Quoted text:

## START

Preapproved for a Mortgage, and Then Denied

MELISSA CALDERONE was ready for a fresh start when she made plans last year to move to Florida from New Jersey. Recently remarried, she signed a contract in mid-March on a house to be built in Windermere, Fla., by Pulte Homes, the nation’s largest homebuilder. The neighborhood had good schools for her three children and two stepchildren. It was also close to where Ms. Calderone’s parents lived.

Her local bank approved her for a mortgage. But then a Pulte Homes saleswoman told her that she would get a $4,000 credit toward closing costs if she took out a loan with the homebuilder’s banking unit instead. Ms. Calderone, 38, agreed. She deposited $20,000 in earnest money and set aside $80,000 more for a down payment on the $347,000 house. Her closing date, documents show, was scheduled for late summer, about six months later.

Then her troubles began. Although she had been “preapproved” by Pulte, the company ultimately denied her the loan. Then, contending that Ms. Calderone had defaulted on the purchase agreement by failing to close on time, Pulte kept her $20,000 deposit. The house went back on the market.

“They have my money and the house, which they are selling to somebody else,” Ms. Calderone said. “I have no house and no deposit.”

Asked about Ms. Calderone’s complaint, a spokeswoman for the PulteGroup declined to comment, citing concerns over customer privacy.

But the spokeswoman provided a general statement: “Preapproval does not guarantee the final approval or closing on the transaction, since a buyer’s financial situation can change during the homebuilding process or the buyer may be unable to verify certain aspects of his or her credit profile. If the buyer fails to close on his or her financing for any of these reasons, the purchase agreement allows the seller to retain the earnest money to offset any financial damages.”

But Ms. Calderone is not the only Pulte customer with this kind of complaint. Last year, the attorney general of Arizona filed a lawsuit against Pulte, contending that the company’s mortgage sales practices deceived consumers. That suit cited borrowers who thought, as Ms. Calderone did, that they had been approved for a mortgage when, in fact, they had not been. Those people lost their deposits as well.

“In the earlier contracts there was a 60-day period for refunds,” said Nancy M. Bonnell, the assistant attorney general for Arizona who litigated the matter against Pulte. “It seemed like the disapproval of the loans came after the 60-day period. Then consumers would find out they did not qualify for the loan or rate.”

## END

According to the mortgage text, how much of a credit toward closing costs did the Pulte Homes saleswoman offer Ms. Calderone for taking out a loan with the homebuilder's banking unit?

Location labeling records:
## START

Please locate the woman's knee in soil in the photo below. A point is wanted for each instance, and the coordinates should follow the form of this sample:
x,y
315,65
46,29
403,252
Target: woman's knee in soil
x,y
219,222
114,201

## END
## START

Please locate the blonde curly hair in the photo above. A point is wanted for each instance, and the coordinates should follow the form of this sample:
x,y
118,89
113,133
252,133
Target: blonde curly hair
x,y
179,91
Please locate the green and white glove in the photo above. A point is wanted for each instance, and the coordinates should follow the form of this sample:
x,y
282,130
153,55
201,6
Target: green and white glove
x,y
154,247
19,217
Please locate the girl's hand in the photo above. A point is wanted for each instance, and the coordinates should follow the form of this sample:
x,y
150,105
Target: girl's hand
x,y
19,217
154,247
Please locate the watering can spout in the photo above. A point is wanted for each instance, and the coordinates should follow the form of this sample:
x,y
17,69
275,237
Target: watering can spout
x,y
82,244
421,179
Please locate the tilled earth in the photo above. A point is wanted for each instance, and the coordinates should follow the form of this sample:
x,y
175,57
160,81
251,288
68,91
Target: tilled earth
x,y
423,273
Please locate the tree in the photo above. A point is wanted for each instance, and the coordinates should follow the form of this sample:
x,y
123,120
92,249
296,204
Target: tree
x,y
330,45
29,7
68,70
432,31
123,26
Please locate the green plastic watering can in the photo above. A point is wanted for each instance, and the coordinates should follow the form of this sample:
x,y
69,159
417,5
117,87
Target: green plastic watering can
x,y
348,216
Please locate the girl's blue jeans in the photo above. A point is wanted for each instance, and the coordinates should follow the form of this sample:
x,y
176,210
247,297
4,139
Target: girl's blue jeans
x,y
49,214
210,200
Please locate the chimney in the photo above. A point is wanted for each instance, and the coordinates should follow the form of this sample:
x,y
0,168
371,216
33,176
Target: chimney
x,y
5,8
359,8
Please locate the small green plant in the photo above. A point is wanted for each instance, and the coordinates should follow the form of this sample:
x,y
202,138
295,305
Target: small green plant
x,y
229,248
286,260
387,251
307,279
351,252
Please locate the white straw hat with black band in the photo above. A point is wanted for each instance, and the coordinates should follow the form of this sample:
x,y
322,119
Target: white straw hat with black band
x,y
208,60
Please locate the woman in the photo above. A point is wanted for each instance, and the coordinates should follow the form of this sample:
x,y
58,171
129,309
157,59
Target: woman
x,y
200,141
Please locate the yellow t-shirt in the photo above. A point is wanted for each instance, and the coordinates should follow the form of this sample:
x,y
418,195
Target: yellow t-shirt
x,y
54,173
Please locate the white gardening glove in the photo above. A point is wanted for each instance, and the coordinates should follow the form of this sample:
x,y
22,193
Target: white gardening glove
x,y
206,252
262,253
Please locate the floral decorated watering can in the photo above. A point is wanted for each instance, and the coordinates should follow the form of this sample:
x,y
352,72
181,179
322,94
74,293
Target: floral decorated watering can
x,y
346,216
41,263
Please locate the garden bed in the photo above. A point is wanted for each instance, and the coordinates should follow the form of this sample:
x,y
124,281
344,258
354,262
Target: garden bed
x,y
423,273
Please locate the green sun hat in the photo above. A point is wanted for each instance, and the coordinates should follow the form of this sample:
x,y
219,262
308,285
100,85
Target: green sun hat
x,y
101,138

## END
## START

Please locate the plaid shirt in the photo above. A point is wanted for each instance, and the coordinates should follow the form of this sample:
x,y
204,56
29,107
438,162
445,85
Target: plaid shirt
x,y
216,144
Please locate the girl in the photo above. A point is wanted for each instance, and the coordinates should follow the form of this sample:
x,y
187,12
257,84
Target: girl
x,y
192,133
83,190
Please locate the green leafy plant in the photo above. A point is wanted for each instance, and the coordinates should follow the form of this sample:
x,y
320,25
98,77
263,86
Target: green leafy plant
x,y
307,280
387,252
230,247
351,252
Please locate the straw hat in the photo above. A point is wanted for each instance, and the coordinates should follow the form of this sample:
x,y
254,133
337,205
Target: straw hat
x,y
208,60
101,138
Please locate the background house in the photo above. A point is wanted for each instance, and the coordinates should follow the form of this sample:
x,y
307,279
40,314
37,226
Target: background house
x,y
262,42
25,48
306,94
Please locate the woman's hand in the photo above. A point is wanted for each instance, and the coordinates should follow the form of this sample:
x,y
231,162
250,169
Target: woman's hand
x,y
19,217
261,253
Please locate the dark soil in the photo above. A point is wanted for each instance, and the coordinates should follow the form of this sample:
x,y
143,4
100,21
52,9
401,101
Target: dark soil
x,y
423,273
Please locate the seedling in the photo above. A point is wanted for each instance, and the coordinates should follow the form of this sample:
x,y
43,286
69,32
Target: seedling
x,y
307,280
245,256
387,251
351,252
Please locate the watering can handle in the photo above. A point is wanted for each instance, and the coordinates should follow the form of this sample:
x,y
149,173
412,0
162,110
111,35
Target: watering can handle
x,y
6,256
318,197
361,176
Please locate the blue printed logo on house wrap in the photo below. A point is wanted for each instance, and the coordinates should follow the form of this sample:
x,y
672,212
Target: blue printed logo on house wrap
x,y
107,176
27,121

## END

Output:
$4,000